# [EXCERPT PROVIDED]
The values can be from the set {1,2,3,4}.
The default is none of them.
See |
Details
This model represents one type of bivariate extension
of the exponential
distribution that is applicable to certain problems,
in particular,
to two-component systems which can function if one of
the components
has failed. For example, engine failures in
two-engine planes, paired
organs such as peoples' eyes, ears and kidneys.
Suppose y_1 and y_2 are random variables
representing the lifetimes of
two components A and B
in a two component system.
The dependence between y_1 and y_2
is essentially such that the failure of the B component
changes the parameter of the exponential life distribution
of the A component from \alpha to
\alpha', while the failure of
the A component
changes the parameter of the exponential life distribution
of the B component from \beta to
\beta'.
The joint probability density function is given by
f(y_1,y_2) = \alpha \beta' \exp(-\beta' y_2 -
(\alpha+\beta-\beta')y_1)
for 0 < y_1 < y_2, and
f(y_1,y_2) = \beta \alpha' \exp(-\alpha' y_1 -
(\alpha+\beta-\alpha')y_2)
for 0 < y_2 < y_1.
Here, all four parameters are positive, as well
as the responses
y_1 and y_2.
Under this model, the probability that component A
is the first to fail is
\alpha/(\alpha+\beta).
The time to the first failure is distributed as an
exponential distribution with rate
\alpha+\beta. Furthermore, the
distribution of the time from first failure to failure
of the other component is a mixture of
Exponential(\alpha') and
Exponential(\beta') with proportions
\beta/(\alpha+\beta)
and \alpha/(\alpha+\beta)
respectively.
The marginal distributions are, in general, not exponential.
By default, the linear/additive predictors are
\eta_1=\log(\alpha),
\eta_2=\log(\alpha'),
\eta_3=\log(\beta),
\eta_4=\log(\beta').

# [Pointing dataset excerpts]
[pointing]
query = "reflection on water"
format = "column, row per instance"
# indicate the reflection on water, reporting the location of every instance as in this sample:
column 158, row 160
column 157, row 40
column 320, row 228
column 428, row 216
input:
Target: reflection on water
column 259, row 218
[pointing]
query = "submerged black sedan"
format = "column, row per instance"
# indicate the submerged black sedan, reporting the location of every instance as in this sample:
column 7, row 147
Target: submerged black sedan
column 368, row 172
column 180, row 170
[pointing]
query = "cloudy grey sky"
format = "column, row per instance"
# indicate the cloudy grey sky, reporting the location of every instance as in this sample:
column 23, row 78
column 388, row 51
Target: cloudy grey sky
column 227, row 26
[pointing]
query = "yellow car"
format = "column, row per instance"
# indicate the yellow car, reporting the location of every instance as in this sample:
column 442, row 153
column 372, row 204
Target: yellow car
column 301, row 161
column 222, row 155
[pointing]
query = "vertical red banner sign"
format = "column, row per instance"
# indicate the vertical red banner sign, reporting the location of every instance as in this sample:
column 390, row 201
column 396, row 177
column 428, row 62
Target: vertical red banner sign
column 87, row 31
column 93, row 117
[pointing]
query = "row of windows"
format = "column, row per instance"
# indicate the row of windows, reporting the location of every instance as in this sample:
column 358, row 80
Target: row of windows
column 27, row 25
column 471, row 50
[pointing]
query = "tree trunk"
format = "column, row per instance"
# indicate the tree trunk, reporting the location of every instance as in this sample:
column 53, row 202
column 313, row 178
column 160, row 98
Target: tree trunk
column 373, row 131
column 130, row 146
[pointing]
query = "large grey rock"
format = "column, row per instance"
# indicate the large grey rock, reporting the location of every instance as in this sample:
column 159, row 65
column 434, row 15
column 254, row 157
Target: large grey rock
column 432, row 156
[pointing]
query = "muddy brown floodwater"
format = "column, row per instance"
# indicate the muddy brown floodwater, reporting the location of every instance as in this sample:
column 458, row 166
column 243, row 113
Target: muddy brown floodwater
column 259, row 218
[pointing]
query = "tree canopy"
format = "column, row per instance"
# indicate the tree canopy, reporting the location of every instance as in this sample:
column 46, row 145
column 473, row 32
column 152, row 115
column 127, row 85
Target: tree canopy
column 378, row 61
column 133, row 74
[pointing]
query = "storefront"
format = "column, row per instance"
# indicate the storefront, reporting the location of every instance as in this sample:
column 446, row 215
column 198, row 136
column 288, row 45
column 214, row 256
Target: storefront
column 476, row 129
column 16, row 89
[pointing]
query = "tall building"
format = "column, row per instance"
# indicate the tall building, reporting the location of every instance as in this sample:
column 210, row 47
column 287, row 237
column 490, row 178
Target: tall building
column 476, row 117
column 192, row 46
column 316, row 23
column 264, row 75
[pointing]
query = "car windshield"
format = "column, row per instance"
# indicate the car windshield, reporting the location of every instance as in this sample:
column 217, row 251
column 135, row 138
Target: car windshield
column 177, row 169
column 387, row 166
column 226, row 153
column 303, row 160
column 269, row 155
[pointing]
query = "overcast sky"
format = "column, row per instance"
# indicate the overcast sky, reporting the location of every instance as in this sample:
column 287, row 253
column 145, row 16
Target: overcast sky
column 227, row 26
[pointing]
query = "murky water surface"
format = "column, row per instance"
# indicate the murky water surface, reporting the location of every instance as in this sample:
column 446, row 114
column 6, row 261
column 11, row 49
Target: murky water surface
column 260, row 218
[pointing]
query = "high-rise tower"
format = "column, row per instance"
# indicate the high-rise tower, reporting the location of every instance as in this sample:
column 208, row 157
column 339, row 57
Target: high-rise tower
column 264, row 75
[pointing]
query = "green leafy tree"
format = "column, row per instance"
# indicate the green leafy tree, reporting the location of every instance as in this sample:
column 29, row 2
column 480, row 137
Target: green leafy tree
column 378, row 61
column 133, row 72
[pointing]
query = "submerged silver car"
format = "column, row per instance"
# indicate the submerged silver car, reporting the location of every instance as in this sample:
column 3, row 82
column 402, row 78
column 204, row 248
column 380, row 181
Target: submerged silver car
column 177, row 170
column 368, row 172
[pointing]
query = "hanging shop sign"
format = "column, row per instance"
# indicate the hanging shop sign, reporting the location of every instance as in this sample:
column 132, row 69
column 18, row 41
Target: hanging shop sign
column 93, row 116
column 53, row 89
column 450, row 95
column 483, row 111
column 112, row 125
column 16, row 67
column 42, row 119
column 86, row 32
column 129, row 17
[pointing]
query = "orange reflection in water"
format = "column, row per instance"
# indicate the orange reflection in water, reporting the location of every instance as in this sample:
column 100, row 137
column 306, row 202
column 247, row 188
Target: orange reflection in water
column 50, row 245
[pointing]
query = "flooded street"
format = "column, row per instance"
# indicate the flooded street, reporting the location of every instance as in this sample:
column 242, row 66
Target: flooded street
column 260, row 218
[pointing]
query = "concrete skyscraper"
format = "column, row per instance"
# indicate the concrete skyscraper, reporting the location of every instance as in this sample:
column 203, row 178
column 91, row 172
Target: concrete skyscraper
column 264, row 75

# [PARTS OF THE EXERCISE]
(A) According to the bivariate exponential text, what is the rate of the exponential distribution of the time to the first failure?
(B) Gather every line of the entries that contains the word "murky".

# [RESULTS OF THE TASKS]
(A) \alpha+\beta

(B)
query = "murky water surface"
# indicate the murky water surface, reporting the location of every instance as in this sample:
Target: murky water surface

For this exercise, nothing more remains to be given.